*Short task a*.
Answer these questions about the lavender apple rhubarb crisp recipe:
(i) How many varieties of lavender did the writer buy and plant?
(ii) How much fresh lemon juice goes into the filling?
(iii) To what temperature is the oven preheated?

*Quoted text*.
+++
Lavender Apple Rhubarb Crisp.

Spring has really inspired my treats this year. I worked in my garden the other week and added a bunch of new plants. It makes me so happy just to sit and look at them. Does anyone else feel that way about their garden? Of course you do J Today I went out and bought 4 different varieties of lavender and planted them. They look so cute, so small and innocent. Soon they will be giant lavender plants blowing up with their awesome purple flowers everywhere.

Speaking of lavender, how about a lavender springtime treat? I think it’s in order.

Lavender Apple Rhubarb Crisp

Ingredients:

Topping-

½ c pecan halves, coarsely chopped

1 c unbleached all-purpose flour

½ c unbleached cane sugar

¼ tsp salt

1 stick or 8 tbsp Earth Balance

Filling-

4 granny smith apples, peeled and sliced into ½” slices

3 tbsp fresh lemon juice

2 tsp vanilla

5 rhubarb stalks, cut into ¼” chunks

2 tbsp dried lavender, ground in a spice grinder

¾ c unbleached cane sugar

3 tbsp unbleached all-purpose flour

2 tsp cinnamon

Method:

Preheat the oven to 350°F. Lightly oil an 8×8 baking dish.
+++
(Dataset excerpt)

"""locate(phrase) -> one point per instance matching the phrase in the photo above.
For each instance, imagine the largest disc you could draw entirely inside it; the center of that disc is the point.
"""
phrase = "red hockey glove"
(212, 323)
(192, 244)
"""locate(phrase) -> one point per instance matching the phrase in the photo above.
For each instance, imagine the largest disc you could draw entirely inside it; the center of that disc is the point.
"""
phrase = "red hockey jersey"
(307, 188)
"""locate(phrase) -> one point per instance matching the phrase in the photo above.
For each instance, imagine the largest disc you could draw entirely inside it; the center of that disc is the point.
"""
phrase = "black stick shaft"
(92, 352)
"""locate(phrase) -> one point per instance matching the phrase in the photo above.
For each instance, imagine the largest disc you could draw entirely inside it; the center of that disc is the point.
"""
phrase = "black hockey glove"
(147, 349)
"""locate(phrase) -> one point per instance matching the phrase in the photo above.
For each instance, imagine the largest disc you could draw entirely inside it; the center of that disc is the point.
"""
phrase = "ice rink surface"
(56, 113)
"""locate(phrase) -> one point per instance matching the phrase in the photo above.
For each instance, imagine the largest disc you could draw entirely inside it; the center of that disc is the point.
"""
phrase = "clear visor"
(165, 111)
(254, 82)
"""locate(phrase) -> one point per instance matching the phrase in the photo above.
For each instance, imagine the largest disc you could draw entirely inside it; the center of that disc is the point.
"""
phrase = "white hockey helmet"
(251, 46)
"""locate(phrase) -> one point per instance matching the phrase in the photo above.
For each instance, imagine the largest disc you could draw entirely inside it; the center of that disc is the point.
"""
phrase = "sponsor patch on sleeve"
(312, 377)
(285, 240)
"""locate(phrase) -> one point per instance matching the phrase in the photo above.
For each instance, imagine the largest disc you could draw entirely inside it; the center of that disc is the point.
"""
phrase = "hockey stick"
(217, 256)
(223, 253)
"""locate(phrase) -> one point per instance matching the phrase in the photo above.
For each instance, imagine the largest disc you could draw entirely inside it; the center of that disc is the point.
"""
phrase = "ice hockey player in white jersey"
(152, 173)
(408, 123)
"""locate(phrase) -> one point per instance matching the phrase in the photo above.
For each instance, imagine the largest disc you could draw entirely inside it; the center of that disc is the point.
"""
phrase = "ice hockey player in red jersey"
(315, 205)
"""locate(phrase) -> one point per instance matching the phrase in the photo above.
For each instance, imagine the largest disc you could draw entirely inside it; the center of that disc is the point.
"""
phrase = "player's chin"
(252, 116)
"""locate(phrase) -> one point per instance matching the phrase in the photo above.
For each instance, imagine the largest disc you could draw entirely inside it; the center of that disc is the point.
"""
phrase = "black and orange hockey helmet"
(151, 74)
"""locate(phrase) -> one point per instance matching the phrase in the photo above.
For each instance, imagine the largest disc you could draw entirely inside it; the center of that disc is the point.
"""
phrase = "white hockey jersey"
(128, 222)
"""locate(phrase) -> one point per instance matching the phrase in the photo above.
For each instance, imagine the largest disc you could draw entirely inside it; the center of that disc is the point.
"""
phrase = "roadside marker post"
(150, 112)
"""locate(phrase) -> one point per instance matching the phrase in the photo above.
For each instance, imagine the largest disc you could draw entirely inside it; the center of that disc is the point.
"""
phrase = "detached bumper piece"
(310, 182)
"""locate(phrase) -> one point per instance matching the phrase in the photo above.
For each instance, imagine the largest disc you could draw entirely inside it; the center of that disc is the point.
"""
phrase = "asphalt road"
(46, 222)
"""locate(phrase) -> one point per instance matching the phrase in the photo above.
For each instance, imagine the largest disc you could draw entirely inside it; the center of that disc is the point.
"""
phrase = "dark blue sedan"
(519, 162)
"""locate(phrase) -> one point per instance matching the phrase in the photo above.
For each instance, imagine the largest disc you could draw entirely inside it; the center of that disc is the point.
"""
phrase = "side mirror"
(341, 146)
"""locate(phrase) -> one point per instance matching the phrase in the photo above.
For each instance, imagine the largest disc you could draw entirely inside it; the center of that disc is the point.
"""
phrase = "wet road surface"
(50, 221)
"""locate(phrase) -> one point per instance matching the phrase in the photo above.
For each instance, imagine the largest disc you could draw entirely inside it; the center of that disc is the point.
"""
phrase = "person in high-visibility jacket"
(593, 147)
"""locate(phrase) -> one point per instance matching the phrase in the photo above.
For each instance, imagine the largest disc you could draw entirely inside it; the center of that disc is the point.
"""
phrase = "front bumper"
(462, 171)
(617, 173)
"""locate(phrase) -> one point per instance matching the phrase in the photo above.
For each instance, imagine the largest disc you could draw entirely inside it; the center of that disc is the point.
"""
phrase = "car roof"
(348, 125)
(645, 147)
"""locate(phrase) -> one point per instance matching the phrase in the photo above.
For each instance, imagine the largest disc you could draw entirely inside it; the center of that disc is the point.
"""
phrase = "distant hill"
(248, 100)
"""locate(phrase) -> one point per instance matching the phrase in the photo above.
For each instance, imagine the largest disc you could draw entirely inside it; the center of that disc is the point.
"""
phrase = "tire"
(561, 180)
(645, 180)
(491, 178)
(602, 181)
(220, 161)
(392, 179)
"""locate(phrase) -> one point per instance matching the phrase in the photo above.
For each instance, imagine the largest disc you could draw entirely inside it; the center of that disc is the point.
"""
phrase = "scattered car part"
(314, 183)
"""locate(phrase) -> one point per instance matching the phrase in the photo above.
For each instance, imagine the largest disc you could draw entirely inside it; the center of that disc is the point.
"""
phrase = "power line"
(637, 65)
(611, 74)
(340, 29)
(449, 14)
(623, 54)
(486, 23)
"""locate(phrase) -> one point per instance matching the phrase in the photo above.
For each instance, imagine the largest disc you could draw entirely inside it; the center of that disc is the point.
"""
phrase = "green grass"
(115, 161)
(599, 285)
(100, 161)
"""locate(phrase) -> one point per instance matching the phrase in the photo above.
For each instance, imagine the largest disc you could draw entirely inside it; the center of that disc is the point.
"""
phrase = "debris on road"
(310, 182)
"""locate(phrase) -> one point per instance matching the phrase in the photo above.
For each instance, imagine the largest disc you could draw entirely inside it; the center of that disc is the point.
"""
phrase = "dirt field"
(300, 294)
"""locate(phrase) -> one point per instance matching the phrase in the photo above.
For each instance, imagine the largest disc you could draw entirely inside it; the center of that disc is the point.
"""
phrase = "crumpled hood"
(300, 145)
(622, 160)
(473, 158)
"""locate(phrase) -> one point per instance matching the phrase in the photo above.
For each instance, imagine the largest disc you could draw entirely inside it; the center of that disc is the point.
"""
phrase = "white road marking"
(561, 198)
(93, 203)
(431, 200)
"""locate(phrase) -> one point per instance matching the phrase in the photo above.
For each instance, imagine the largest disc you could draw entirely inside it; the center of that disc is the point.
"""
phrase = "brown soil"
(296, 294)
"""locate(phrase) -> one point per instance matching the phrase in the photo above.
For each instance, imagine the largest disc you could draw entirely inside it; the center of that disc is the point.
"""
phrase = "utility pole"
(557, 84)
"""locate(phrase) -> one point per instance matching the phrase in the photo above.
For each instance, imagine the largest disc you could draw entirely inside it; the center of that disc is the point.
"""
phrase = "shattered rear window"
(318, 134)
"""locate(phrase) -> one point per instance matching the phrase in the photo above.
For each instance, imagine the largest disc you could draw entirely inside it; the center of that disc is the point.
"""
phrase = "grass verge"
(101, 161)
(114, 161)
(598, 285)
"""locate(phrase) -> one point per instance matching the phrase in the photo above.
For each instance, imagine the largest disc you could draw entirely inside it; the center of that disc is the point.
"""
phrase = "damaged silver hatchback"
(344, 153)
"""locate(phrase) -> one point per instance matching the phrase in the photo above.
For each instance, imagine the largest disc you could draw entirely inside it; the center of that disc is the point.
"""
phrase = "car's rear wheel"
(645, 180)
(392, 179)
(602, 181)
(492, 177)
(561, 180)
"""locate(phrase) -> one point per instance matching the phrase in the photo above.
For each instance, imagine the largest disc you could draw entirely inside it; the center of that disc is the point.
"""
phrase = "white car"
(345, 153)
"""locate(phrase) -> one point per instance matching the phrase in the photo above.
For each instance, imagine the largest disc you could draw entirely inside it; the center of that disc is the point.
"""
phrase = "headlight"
+++
*Short task b*.
Pick out every line in the records that contains the string "black", treating case as significant, and copy each one.

*Exercise answer a*.
(i) 4
(ii) 3 tbsp
(iii) 350°F

*Exercise answer b*.
phrase = "black stick shaft"
phrase = "black hockey glove"
phrase = "black and orange hockey helmet"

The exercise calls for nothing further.